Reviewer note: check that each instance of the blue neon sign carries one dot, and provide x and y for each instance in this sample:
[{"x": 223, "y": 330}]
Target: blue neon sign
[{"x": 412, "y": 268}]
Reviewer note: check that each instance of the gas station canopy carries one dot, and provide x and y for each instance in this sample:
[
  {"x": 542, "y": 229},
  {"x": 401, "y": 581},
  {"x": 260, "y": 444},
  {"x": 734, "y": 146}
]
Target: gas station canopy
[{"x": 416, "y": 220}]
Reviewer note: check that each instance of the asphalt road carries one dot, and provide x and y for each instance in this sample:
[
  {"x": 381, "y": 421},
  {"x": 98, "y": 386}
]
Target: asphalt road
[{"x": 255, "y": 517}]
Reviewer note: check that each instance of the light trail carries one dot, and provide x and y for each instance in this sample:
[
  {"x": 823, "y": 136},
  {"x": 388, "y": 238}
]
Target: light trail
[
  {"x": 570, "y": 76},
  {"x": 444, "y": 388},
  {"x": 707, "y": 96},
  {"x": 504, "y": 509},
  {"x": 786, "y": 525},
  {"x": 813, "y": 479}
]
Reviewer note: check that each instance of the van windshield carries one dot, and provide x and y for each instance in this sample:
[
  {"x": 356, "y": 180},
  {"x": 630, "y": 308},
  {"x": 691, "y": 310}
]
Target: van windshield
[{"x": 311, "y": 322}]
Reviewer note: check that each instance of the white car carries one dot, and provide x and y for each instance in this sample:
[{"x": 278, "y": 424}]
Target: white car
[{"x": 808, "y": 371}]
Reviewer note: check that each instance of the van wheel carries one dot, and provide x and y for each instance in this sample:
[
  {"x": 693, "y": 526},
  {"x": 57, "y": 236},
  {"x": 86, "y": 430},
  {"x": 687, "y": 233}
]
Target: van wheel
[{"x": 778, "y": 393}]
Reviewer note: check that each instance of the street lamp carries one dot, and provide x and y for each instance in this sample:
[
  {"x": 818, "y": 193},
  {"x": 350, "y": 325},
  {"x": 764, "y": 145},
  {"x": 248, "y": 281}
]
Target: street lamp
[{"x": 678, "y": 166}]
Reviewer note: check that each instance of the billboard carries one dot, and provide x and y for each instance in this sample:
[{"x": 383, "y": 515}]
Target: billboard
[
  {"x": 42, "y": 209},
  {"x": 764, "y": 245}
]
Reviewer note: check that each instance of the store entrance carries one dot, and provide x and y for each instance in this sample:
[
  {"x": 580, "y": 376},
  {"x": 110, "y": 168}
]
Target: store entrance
━━━━━━━━━━━━━━━━━━━━
Exercise goal
What is needed here is an exact reproduction of all the entries.

Answer to this problem
Reviewer note: check that each instance of the blue neon sign carries one dot, and provide x and y for each instance in this sample:
[{"x": 223, "y": 330}]
Target: blue neon sign
[{"x": 412, "y": 268}]
Reviewer note: check that each instance of the gas station canopy carries one dot, and provide x and y for each instance in this sample:
[
  {"x": 542, "y": 229},
  {"x": 401, "y": 581},
  {"x": 260, "y": 444},
  {"x": 734, "y": 146}
]
Target: gas station canopy
[{"x": 416, "y": 220}]
Reviewer note: check that each instance of the asphalt road carries one dot, and provide x and y for each instance in this sample:
[
  {"x": 381, "y": 421},
  {"x": 98, "y": 386}
]
Target: asphalt road
[{"x": 255, "y": 517}]
Reviewer note: check that each instance of the light trail carries one dot, and provide x and y for each instance in this sample:
[
  {"x": 823, "y": 136},
  {"x": 388, "y": 238}
]
Target: light trail
[
  {"x": 570, "y": 76},
  {"x": 444, "y": 388},
  {"x": 707, "y": 96},
  {"x": 504, "y": 509},
  {"x": 786, "y": 525},
  {"x": 813, "y": 479}
]
Reviewer note: check that each instance of the van windshield carries one dot, and provide x and y for each instance in this sample:
[
  {"x": 356, "y": 180},
  {"x": 630, "y": 308},
  {"x": 691, "y": 310}
]
Target: van windshield
[{"x": 311, "y": 322}]
Reviewer note: check that each instance of the white car carries one dot, and provide x and y for each instance in this sample:
[{"x": 278, "y": 424}]
Target: white car
[{"x": 808, "y": 371}]
Reviewer note: check that each instance of the van wheel carries one dot, and provide x and y for each instance in this sample:
[
  {"x": 693, "y": 526},
  {"x": 57, "y": 236},
  {"x": 86, "y": 430},
  {"x": 687, "y": 233}
]
Target: van wheel
[{"x": 778, "y": 393}]
Reviewer note: check that each instance of the street lamp carries one dot, and provide x and y for each instance in this sample:
[
  {"x": 818, "y": 193},
  {"x": 350, "y": 325},
  {"x": 764, "y": 145},
  {"x": 248, "y": 281}
]
Target: street lamp
[{"x": 678, "y": 166}]
Reviewer note: check that each instance of the billboard carries one dot, and provide x and y for each instance in this sample:
[{"x": 383, "y": 515}]
Target: billboard
[
  {"x": 42, "y": 209},
  {"x": 764, "y": 245}
]
Reviewer note: check that each instance of the store entrance carries one dot, and provide x and y for each instance in this sample:
[
  {"x": 580, "y": 376},
  {"x": 110, "y": 168}
]
Target: store entrance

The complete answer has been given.